---------- Excerpted data ----------
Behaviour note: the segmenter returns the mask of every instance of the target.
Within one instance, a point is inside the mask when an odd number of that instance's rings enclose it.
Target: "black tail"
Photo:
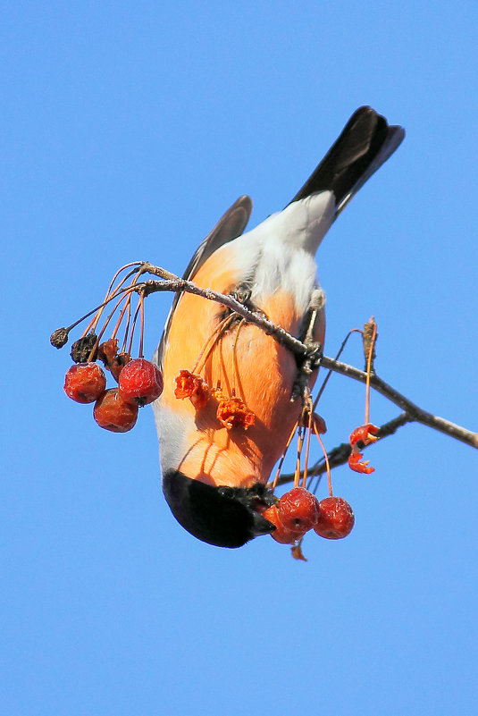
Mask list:
[[[335,194],[338,216],[404,137],[403,127],[390,126],[372,107],[359,107],[292,201],[329,190]]]

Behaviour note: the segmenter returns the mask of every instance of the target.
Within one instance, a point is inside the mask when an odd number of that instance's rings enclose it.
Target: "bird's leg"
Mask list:
[[[322,289],[315,289],[311,295],[309,307],[306,314],[307,322],[306,330],[300,339],[307,347],[307,353],[298,366],[298,375],[292,386],[291,402],[298,396],[302,397],[303,405],[306,404],[309,391],[309,378],[318,367],[322,357],[322,345],[314,341],[315,324],[325,304],[325,296]]]

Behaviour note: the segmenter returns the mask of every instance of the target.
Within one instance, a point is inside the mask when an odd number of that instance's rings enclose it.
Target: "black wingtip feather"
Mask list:
[[[402,141],[402,127],[389,125],[372,107],[359,107],[292,201],[331,190],[336,215]]]

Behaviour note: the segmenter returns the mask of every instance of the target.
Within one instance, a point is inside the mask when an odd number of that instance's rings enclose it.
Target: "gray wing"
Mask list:
[[[207,234],[202,241],[193,257],[188,264],[188,267],[182,278],[189,281],[194,278],[203,264],[207,261],[209,257],[214,253],[221,246],[232,241],[240,236],[244,232],[252,212],[252,199],[246,195],[239,197],[234,204],[229,207],[225,214],[219,219],[213,231]],[[172,305],[166,319],[166,324],[161,336],[161,341],[153,357],[153,361],[163,366],[163,351],[167,341],[169,328],[172,315],[181,296],[181,291],[174,295]]]

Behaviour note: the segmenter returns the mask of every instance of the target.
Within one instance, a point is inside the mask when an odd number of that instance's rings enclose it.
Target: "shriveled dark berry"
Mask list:
[[[50,343],[54,348],[63,348],[68,343],[68,331],[66,328],[57,328],[50,336]]]
[[[90,354],[96,342],[97,335],[96,333],[88,333],[82,338],[75,341],[71,346],[71,359],[73,363],[88,363],[88,360],[96,360],[97,357],[97,349],[95,354],[90,358]]]

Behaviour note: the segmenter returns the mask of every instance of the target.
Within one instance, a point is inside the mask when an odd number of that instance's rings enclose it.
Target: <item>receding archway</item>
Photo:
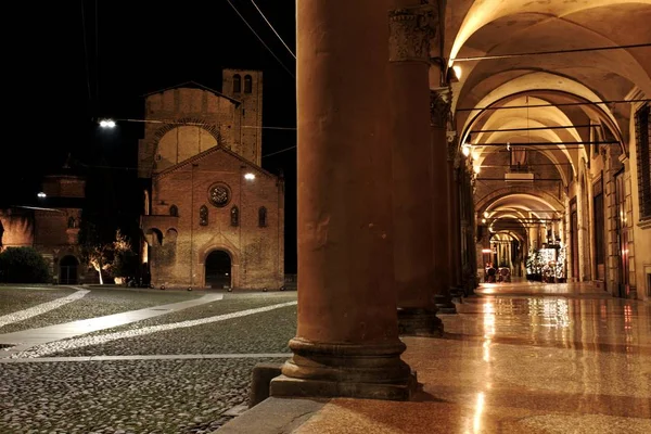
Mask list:
[[[73,255],[67,255],[59,261],[59,283],[60,284],[77,284],[77,269],[79,261]]]
[[[205,260],[206,286],[230,289],[232,278],[232,261],[228,252],[213,251]]]

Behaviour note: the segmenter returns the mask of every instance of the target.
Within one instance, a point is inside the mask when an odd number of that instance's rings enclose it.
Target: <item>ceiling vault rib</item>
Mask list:
[[[610,100],[610,101],[599,101],[599,102],[563,102],[558,104],[531,104],[531,105],[508,105],[508,106],[499,106],[499,107],[475,107],[475,108],[457,108],[457,112],[474,112],[474,111],[488,111],[488,110],[511,110],[511,108],[535,108],[535,107],[567,107],[573,105],[601,105],[601,104],[623,104],[623,103],[631,103],[631,102],[649,102],[651,99],[643,98],[637,100]]]
[[[538,51],[529,53],[512,53],[512,54],[494,54],[494,55],[477,55],[472,58],[455,58],[450,59],[451,62],[473,62],[473,61],[489,61],[500,59],[513,59],[513,58],[528,58],[533,55],[549,55],[549,54],[571,54],[571,53],[583,53],[589,51],[607,51],[607,50],[628,50],[635,48],[651,47],[651,42],[646,43],[633,43],[628,46],[615,46],[615,47],[588,47],[577,48],[571,50],[552,50],[552,51]]]
[[[471,133],[475,132],[506,132],[506,131],[534,131],[534,130],[545,130],[545,129],[570,129],[570,128],[587,128],[593,127],[595,125],[557,125],[552,127],[523,127],[523,128],[506,128],[506,129],[474,129],[470,131]]]
[[[610,140],[610,141],[603,141],[603,142],[599,142],[599,143],[592,143],[592,142],[531,142],[531,143],[512,143],[512,142],[501,142],[501,143],[472,143],[473,146],[507,146],[507,145],[511,145],[511,146],[528,146],[528,145],[553,145],[553,144],[596,144],[596,145],[601,145],[601,144],[618,144],[618,141],[614,141],[614,140]]]

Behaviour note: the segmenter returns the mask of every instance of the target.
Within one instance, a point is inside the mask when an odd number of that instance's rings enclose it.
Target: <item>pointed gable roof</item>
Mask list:
[[[278,176],[271,174],[270,171],[265,170],[264,168],[261,168],[260,166],[258,166],[257,164],[251,163],[248,159],[244,158],[243,156],[241,156],[240,154],[237,154],[234,152],[232,152],[229,149],[224,148],[222,145],[218,144],[216,146],[213,146],[210,149],[205,150],[204,152],[201,152],[186,161],[182,161],[181,163],[177,163],[174,166],[167,167],[166,169],[163,169],[161,171],[158,171],[157,174],[153,175],[152,178],[153,179],[161,179],[166,177],[167,175],[177,171],[183,167],[187,167],[190,164],[194,164],[197,163],[202,159],[204,159],[205,157],[207,157],[208,155],[213,155],[217,152],[224,152],[227,155],[230,155],[237,159],[239,159],[241,163],[247,165],[248,167],[261,173],[263,175],[266,175],[270,178],[278,178]]]
[[[224,93],[221,93],[221,92],[219,92],[219,91],[217,91],[217,90],[215,90],[215,89],[213,89],[213,88],[209,88],[209,87],[207,87],[207,86],[204,86],[204,85],[202,85],[202,84],[199,84],[199,82],[196,82],[196,81],[193,81],[193,80],[190,80],[190,81],[184,81],[184,82],[181,82],[181,84],[178,84],[178,85],[175,85],[175,86],[170,86],[170,87],[168,87],[168,88],[164,88],[164,89],[154,90],[154,91],[152,91],[152,92],[144,93],[142,97],[146,98],[146,97],[151,97],[151,95],[153,95],[153,94],[156,94],[156,93],[163,93],[163,92],[165,92],[165,91],[167,91],[167,90],[173,90],[173,89],[182,89],[182,88],[186,88],[186,89],[201,89],[201,90],[205,90],[205,91],[207,91],[207,92],[210,92],[210,93],[214,93],[214,94],[216,94],[217,97],[226,98],[227,100],[229,100],[229,101],[233,102],[234,104],[238,104],[238,105],[239,105],[239,104],[241,104],[241,103],[242,103],[242,101],[240,101],[240,100],[235,100],[235,99],[234,99],[234,98],[232,98],[232,97],[225,95]]]

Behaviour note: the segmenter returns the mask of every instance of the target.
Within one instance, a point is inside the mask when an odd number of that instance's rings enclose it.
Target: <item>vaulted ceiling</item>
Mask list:
[[[566,187],[587,148],[553,143],[589,141],[589,126],[600,125],[602,140],[627,145],[630,105],[614,101],[651,97],[651,47],[628,47],[651,43],[651,0],[448,0],[446,8],[444,58],[460,68],[452,108],[476,164],[495,144],[549,143],[540,152],[559,164]],[[549,51],[565,52],[535,54]]]

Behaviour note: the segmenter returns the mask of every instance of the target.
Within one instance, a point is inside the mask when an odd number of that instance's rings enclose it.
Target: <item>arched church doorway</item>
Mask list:
[[[76,257],[68,255],[61,258],[59,261],[59,283],[60,284],[77,284],[77,268],[79,261]]]
[[[214,251],[206,257],[206,286],[231,286],[231,258],[225,251]]]

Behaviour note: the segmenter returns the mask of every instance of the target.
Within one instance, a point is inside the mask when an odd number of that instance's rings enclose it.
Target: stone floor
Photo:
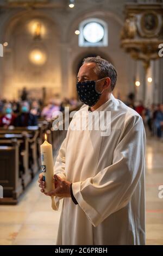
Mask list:
[[[147,245],[163,245],[163,142],[147,140],[146,154],[146,236]],[[55,245],[61,208],[54,211],[51,198],[40,192],[37,177],[20,203],[0,206],[0,245]]]

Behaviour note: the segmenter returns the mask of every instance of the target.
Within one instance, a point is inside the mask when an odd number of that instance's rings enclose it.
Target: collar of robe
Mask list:
[[[109,100],[107,100],[107,101],[104,103],[102,105],[100,106],[100,107],[99,107],[96,110],[95,110],[95,111],[102,111],[104,110],[106,106],[108,106],[110,105],[111,106],[111,103],[112,102],[112,101],[114,100],[114,99],[115,99],[114,96],[113,96],[112,93],[111,93]],[[91,107],[88,106],[87,107],[88,107],[87,108],[88,111],[89,112],[92,112]]]

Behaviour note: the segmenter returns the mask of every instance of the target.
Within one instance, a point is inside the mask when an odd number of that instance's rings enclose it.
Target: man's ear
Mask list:
[[[105,80],[105,88],[109,89],[110,88],[110,84],[111,84],[111,79],[110,77],[106,77]]]

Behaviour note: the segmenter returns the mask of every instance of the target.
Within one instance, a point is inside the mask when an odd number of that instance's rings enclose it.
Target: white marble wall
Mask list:
[[[46,8],[42,6],[35,9],[2,9],[0,42],[7,41],[9,45],[5,48],[4,56],[0,58],[1,96],[16,98],[24,86],[37,92],[39,96],[42,87],[47,89],[47,97],[56,93],[62,96],[76,96],[79,64],[90,54],[105,58],[115,65],[118,73],[116,96],[124,100],[129,93],[134,91],[135,62],[120,47],[125,0],[76,0],[72,9],[66,5],[67,2],[51,1],[48,8],[47,4]],[[78,46],[78,36],[74,31],[80,22],[91,17],[101,19],[108,25],[108,47]],[[28,31],[28,24],[35,19],[40,20],[46,28],[40,42],[33,40]],[[48,56],[46,64],[41,67],[33,65],[28,59],[30,50],[37,45]],[[139,75],[143,77],[141,69],[139,69]],[[139,92],[139,98],[144,99],[145,94]]]

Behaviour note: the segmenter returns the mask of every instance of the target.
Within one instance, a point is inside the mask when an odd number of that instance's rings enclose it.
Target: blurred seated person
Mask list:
----------
= Aim of the task =
Count the lines above that contain the string "item", matching case exactly, and give only the number.

= Expected answer =
5